Page
####################
A NASA probe, the length of a basketball court, is headed to the tantalizing world Europa.
Planetary scientists are confident this moon of Jupiter harbors a deep ocean. A looming question is whether it hosts the ingredients and conditions to support life. With around 50 close flybys of the planet, the sizable craft — the largest probe NASA has ever built for a planetary science mission — intends to find Europa’s answer.
“It’s perhaps one of the best places beyond Earth to look for life in our solar system,” Cynthia Phillips, a NASA planetary geologist and project staff scientist for the space agency’s Europa Clipper mission, told Mashable.
The mission’s launch opportunity window opens soon, on Oct. 10, where it will blast off from the Kennedy Space Center in Florida. If NASA finds that Europa is a habitable world, a second Europa mission will return, this time landing there to see if it’s inhabited.
A graphic comparing the size of the Europa Clipper spacecraft to a basketball court.
Credit: NASA
Why the Europa Clipper spacecraft is so big
Europa Clipper, over 100 feet (30.5 meters) long, is big because it needs to generate solar power in deep space. And the Jupiter region only receives three to four percent of the sunlight that Earth receives. Hence the long wings, or arrays.
“You just need these giant solar arrays in order to power all your instruments,” Phillips explained. “We’re talking about a huge expanse of solar arrays.”
####################
Work instructions
From the Europa Clipper piece, could you quote word for word the passage that begins with the words containing "A graphic comparing" and ends with "wings, or arrays."?

Information provided
####################
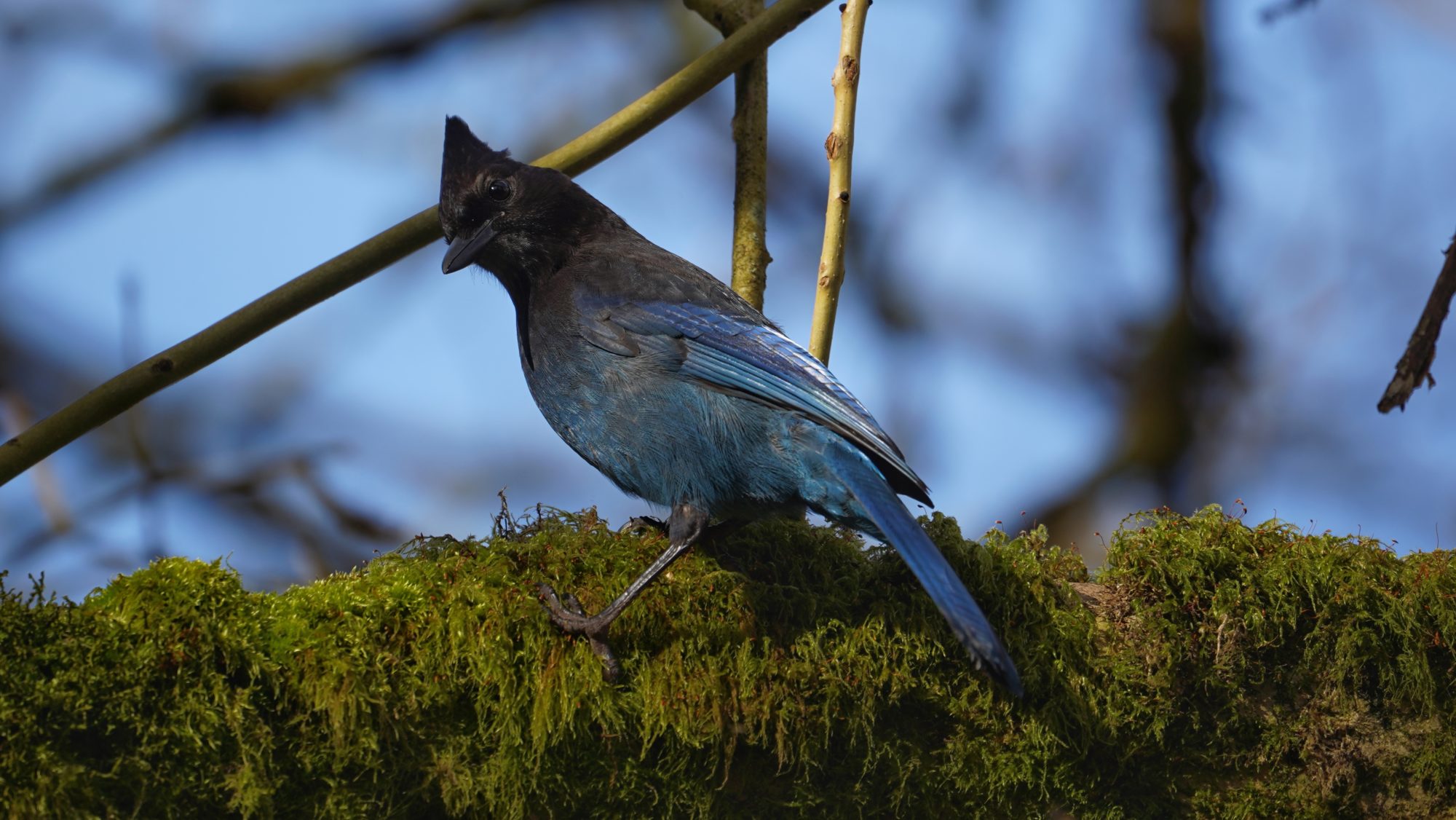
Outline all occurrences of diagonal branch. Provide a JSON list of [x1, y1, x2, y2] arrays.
[[1376, 230, 1456, 412], [0, 0, 614, 226], [0, 0, 828, 485], [810, 0, 872, 364]]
####################
Solution for this problem
A graphic comparing the size of the Europa Clipper spacecraft to a basketball court.
Credit: NASA
Why the Europa Clipper spacecraft is so big
Europa Clipper, over 100 feet (30.5 meters) long, is big because it needs to generate solar power in deep space. And the Jupiter region only receives three to four percent of the sunlight that Earth receives. Hence the long wings, or arrays.